## BEGIN DOCUMENT
Forum Discussion
Azure Virtual Desktop - Black Screens on logins - What we've tried so far
TLDR - Azure Virtual Desktop Black Screens. Could be 2 Min long, could be much longer. Tried removing stuck profiles, spun up all new VMs to see if that would fix it, finally disabled an application service that was polluting the Event logs constantly with appcrashes. Hoping that maybe the event logs weren't able to keep up so we had a black screen while events caught up. Grasping at straws.
We started getting reports of black screens when users login to one of our AVD Host Pools. Our users are using FSLogix for profiles, but we've also seen the issue when logging via RDP with a local admin account. We tested and saw similar results where you login, FSLogix Prompt goes by, then to Preparing Windows, then black screen.
- In a normal login, this black screen will last 10-20 seconds before desktop comes available and user can begin their session.
- With this issue, we were seeing black screens that just stayed there until you forced a logout of your account.
We saw some profile issues with the VMs in the pool appearing to be stuck on a VM when it should be removed upon logoff with FSLogix and we saw some stuck local_username FSLogix profiles still in the users folder. Instead of finding the needle in a haystack, we spun up a new group of VMs and put the others in drain mode / excluded.
With the new VMs, logins from RD Client were working fine yesterday afternoon, evening and this AM. But later in the morning, we saw some issues with users getting a black screen lasting 90 sec - 2 min before desktop loaded in. I had it happen to me when logging in, but it seemed to go away once I tried a couple more times. I even directly RDPd into the host that I had the 2 min black screen for me and was able to get in quickly. So issue appears to still be showing, but not as bad.
We looked in event logs and saw that one particular application - the Aspen Multicase Web service was polluting the service event logs with appcrash errors every few seconds. So we've disabled that application service on all the VMs in the pool and logins have been normal since. We read event logs that were event 4625 (failed login) but the event said event logs couldn't keep up and needed to stop duplicate events...so we were thinking that this service was constantly writing to event logs, could the slow logins happen when the service is trying to run, failing and writing to event logs. the logs wouldn't be able to write the login info.
But every other change we made things seem fine afterward for a while, but then the black screen will come back for at least 90sec - 2 min.
Any suggestions on things we can try / look at that could be causing this?
- paulosilva_PICopper Contributor
Microsoft has advised that the fix will be released in the October patch, meanwhile a KIR (Known Issue Rollback) has been release to fix this Appx Crash issue.
Please download this KIR and follow instructions here.
This will install a new computer Local Group Policy which looks like this,
...which then need to be set as disabled, please reboot and you'll see that the Appx Crash will stop.
This has been the solution from Microsoft to deal with the issue until next windows patch release.
Give it a try and let me know if it works.
- djordan1910Copper Contributor
So far so good... we just updated all the hosts in one of the hostpools. The black screens *seem* to be resolved. I'll update after a full day of usage tomorrow. Thanks for the assist!
## END DOCUMENT
## BEGIN DATA EXCERPTS
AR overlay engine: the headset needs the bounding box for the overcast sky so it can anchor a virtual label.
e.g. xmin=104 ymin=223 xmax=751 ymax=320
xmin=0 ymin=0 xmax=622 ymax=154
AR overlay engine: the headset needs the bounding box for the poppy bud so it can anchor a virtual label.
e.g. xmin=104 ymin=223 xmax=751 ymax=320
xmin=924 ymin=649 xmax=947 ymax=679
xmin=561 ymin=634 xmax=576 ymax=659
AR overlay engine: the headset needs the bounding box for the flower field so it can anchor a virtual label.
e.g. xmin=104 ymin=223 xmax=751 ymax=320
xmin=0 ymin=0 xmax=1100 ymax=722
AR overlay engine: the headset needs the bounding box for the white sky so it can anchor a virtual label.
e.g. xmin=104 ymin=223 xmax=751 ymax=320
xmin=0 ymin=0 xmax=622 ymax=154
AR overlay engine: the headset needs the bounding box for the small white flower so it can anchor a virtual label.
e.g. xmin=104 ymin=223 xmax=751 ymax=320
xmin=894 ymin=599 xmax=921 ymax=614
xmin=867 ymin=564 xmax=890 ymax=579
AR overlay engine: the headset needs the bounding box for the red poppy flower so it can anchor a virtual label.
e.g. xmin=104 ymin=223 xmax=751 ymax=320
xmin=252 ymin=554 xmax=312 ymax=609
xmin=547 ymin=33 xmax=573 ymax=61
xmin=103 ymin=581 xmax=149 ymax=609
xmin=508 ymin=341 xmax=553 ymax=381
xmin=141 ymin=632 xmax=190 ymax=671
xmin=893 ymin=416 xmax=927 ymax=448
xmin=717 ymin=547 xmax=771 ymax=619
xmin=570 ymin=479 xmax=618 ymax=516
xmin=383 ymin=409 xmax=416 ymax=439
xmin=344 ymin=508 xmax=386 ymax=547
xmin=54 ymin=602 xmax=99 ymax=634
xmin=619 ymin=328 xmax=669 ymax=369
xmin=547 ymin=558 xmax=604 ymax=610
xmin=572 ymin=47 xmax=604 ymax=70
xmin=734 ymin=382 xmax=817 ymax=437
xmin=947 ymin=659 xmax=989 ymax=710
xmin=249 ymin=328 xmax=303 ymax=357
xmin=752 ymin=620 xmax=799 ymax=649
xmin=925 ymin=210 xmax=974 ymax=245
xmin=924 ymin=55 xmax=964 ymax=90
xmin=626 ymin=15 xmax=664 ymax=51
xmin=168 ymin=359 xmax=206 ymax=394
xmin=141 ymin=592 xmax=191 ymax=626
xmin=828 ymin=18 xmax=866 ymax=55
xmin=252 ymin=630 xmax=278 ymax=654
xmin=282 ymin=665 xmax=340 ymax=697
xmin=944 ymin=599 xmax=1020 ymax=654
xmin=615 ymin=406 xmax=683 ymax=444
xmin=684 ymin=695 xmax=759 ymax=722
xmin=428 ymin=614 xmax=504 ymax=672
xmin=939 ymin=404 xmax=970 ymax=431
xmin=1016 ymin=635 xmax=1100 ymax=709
## END DATA EXCERPTS
* TO-DO LIST:
1. Copy the part of the Azure Virtual Desktop thread that opens with the words containing "- In a normal" and closes with "mode / excluded.".
2. Write the next part of the Azure Virtual Desktop thread, picking up after its last post.

* ANSWERS IN ORDER:
1.
- In a normal login, this black screen will last 10-20 seconds before desktop comes available and user can begin their session.
- With this issue, we were seeing black screens that just stayed there until you forced a logout of your account.
We saw some profile issues with the VMs in the pool appearing to be stuck on a VM when it should be removed upon logoff with FSLogix and we saw some stuck local_username FSLogix profiles still in the users folder. Instead of finding the needle in a haystack, we spun up a new group of VMs and put the others in drain mode / excluded.

2.
- paulcruwysCopper Contributor
djordan1910 interested to hear feedback before we apply and get this headache closed down
- KevHalIron Contributor
Thanks for this, I asked Microsoft support rep for an update and he still said wait until October patches, I then forwarded him this so will see what he says. Guess they don't talk to each other.
All my AVD hostpools have the Appx issue, some pools seem to be getting through it regardless of the appx problem whilst others just crash and burn, I think ts just pot luck whether your pool is affected or not.
I have applied this fix to two of the most affected pools and will see what happens tomorrow, thanks paulosilva_PI - tristian1250Copper ContributorDo you know if there is a similar KIR for Win11 hosts? Dealing with the exact same thing.
- jlou65535Iron Contributor
Look likes Microsoft should fix it soon :
Microsoft has identified a bug affecting Azure Virtual Desktop. Users are now experiencing intermittent black screens for 30 seconds to 3 minutes during sign-in.
This issue is linked to the patch update KB5043064 (OS Builds 19044.4894 and 19045.4894), installed on September 10, 2024
After reviewing application logs, we found that the AppXSvc service is crashing due to an uninitialized m_targetUserSidString in the OSIntegrationManagerHost::Initialize. (event ID 1000)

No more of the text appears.